### What you need to do:
Give the total of lines holding the word "logo" in the records below, and nothing else.

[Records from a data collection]

┌──

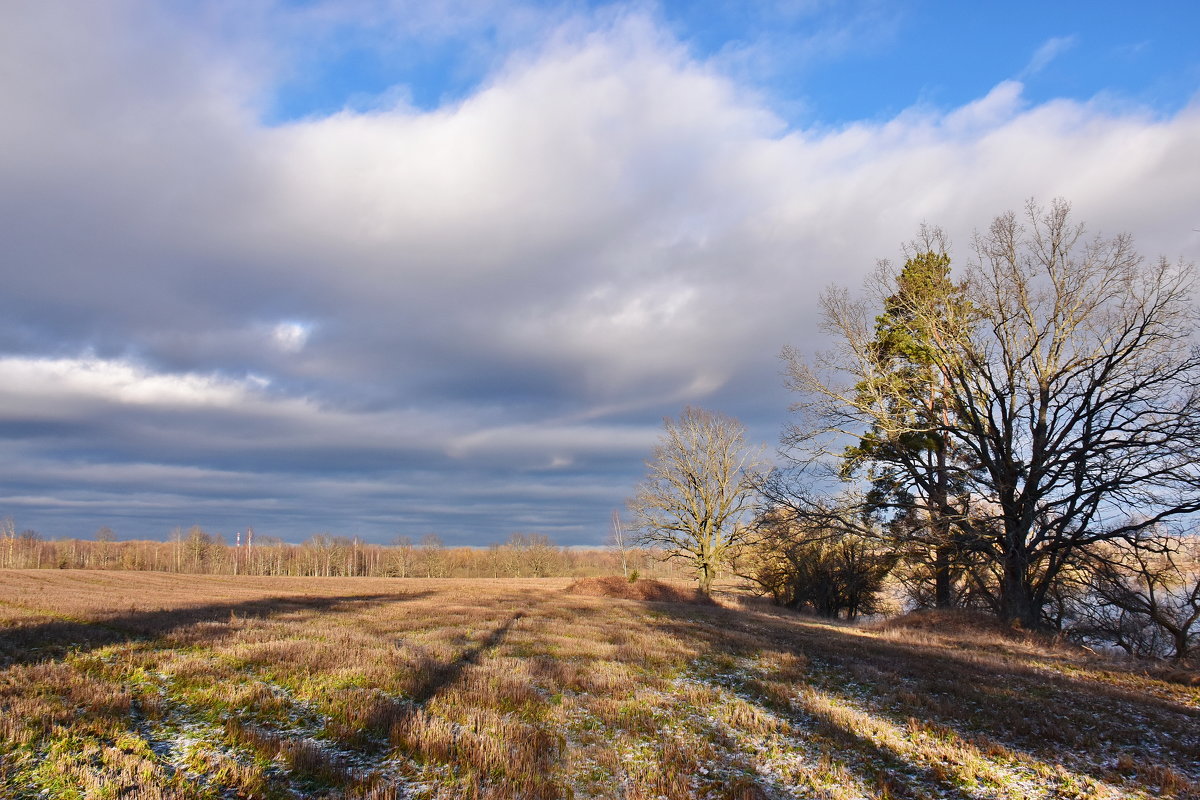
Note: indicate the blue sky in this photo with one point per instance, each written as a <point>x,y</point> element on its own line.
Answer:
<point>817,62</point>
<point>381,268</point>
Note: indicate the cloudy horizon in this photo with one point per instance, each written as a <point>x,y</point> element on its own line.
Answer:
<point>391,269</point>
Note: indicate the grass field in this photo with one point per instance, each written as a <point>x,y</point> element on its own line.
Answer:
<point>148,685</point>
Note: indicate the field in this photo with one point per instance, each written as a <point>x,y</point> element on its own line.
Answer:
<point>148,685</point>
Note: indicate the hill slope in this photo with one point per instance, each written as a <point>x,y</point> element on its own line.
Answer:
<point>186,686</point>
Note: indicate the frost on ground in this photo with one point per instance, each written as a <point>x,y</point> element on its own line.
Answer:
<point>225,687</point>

└──
┌──

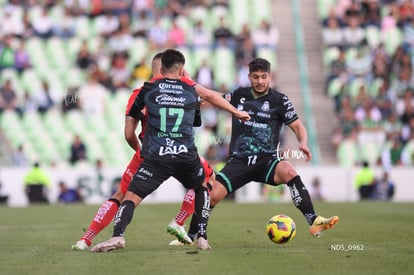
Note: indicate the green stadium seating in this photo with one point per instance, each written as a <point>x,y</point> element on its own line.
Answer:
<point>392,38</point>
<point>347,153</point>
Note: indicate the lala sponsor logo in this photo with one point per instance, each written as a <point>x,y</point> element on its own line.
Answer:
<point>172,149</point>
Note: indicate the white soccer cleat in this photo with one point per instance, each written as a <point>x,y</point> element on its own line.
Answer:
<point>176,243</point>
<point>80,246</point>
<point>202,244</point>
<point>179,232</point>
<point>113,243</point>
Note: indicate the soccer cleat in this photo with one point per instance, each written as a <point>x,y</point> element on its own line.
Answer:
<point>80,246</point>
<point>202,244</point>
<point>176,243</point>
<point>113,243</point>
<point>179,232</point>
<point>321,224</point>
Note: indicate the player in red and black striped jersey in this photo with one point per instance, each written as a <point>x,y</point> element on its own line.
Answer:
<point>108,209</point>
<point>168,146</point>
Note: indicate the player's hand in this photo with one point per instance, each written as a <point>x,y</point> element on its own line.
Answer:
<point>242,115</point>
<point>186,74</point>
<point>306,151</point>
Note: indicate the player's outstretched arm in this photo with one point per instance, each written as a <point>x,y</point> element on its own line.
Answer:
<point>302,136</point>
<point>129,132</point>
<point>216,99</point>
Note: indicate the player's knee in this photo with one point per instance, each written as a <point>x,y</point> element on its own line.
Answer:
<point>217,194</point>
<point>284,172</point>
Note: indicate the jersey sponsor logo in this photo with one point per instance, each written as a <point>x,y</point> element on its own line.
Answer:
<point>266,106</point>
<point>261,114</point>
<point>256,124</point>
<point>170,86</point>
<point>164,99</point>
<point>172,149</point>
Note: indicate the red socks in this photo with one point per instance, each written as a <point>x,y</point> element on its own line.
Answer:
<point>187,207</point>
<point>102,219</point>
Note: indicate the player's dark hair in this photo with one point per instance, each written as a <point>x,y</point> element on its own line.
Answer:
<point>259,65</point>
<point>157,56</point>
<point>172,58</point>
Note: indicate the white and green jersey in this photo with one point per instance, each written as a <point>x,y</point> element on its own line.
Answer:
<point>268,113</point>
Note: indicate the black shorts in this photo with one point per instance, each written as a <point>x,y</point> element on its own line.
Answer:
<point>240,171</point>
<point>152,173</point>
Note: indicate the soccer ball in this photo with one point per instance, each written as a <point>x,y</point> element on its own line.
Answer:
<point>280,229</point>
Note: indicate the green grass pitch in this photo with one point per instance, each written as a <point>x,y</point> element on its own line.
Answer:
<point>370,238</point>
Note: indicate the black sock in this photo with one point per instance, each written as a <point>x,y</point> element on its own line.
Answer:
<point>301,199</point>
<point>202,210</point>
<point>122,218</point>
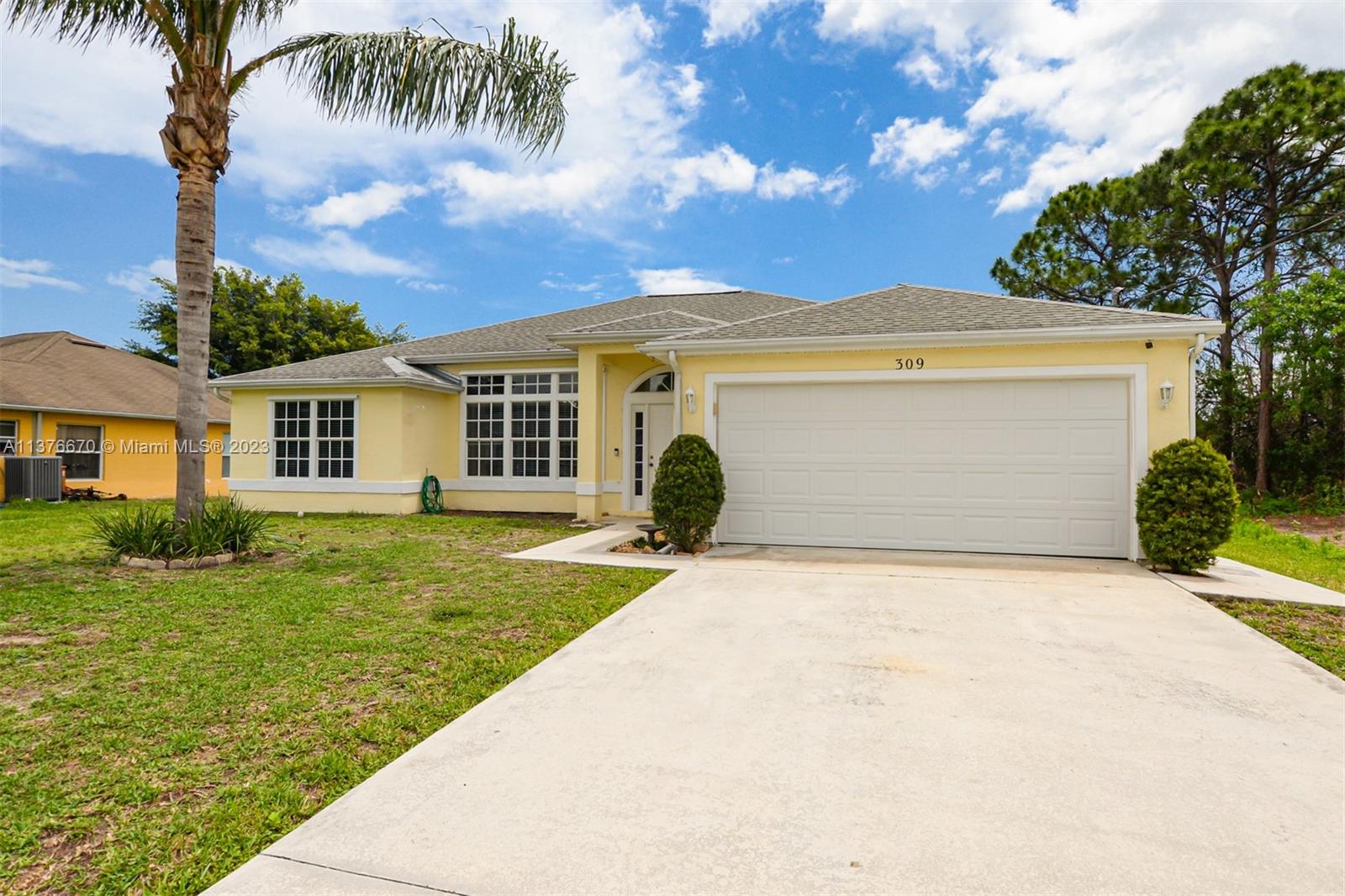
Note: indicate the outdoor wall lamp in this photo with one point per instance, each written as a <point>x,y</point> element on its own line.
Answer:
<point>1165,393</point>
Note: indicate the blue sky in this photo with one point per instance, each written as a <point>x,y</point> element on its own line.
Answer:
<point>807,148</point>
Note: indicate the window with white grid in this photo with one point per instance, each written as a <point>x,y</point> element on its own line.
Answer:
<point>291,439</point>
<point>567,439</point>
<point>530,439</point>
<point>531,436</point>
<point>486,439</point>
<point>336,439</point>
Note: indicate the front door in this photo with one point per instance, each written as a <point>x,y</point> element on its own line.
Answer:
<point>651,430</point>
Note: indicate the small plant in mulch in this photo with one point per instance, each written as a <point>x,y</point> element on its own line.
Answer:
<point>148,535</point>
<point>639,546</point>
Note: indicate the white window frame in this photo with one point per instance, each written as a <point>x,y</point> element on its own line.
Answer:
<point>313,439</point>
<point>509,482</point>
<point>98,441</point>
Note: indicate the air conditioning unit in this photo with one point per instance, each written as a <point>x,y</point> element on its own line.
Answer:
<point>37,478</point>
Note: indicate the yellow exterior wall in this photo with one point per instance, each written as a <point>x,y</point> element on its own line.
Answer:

└──
┌──

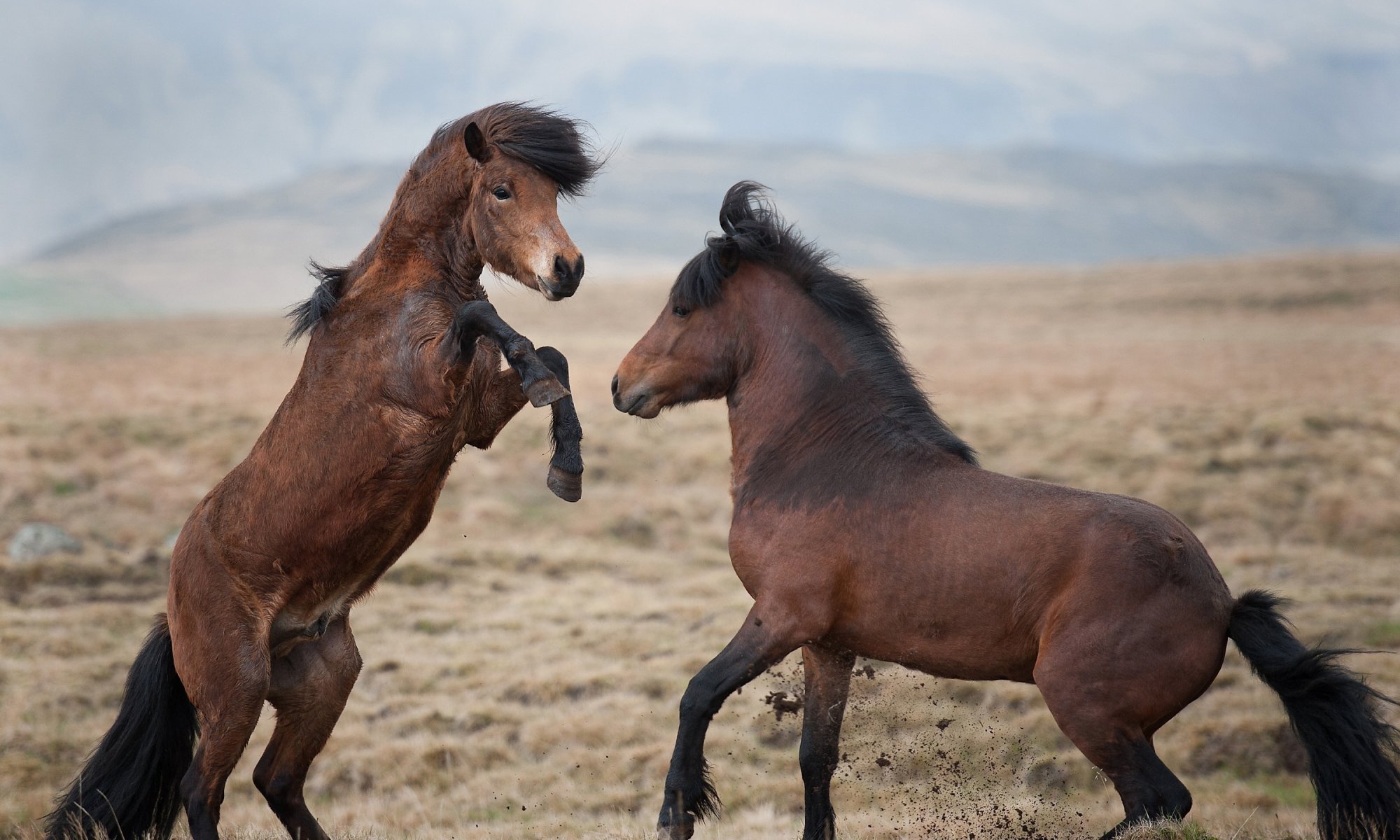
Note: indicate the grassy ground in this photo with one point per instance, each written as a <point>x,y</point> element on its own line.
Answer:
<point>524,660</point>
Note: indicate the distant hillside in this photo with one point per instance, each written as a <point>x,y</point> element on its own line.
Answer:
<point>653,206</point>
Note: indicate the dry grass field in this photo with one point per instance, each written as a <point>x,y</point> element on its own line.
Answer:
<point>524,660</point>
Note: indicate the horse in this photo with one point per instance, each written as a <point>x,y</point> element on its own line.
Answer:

└──

### Answer to the problem:
2